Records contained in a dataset
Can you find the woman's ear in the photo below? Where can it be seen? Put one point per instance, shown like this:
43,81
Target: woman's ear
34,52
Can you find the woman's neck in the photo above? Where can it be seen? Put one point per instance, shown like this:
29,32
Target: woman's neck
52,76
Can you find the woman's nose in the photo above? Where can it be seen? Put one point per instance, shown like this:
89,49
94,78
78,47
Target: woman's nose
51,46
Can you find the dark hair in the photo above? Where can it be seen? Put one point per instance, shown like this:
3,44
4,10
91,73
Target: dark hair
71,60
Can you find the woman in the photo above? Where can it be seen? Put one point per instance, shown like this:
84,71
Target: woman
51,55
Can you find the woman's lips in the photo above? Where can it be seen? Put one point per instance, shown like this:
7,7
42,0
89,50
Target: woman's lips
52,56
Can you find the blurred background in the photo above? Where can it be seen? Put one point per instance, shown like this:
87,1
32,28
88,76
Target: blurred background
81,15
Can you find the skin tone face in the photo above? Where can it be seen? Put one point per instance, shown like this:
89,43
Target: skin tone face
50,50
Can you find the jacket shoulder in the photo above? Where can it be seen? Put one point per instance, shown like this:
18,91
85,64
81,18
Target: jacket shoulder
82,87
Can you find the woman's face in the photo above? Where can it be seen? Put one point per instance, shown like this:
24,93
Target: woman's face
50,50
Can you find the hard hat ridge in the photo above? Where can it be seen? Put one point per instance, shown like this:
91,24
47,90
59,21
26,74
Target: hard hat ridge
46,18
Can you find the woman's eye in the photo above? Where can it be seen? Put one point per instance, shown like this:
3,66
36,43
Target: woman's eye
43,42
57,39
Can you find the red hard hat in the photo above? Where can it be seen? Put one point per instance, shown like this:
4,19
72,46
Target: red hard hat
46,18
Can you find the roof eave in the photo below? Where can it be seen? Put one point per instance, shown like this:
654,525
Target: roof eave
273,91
---
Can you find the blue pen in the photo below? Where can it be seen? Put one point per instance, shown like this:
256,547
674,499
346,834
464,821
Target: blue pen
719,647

Work instruction
Among the entries above, tally each line with the string "below" and state that figure only.

Exercise result
3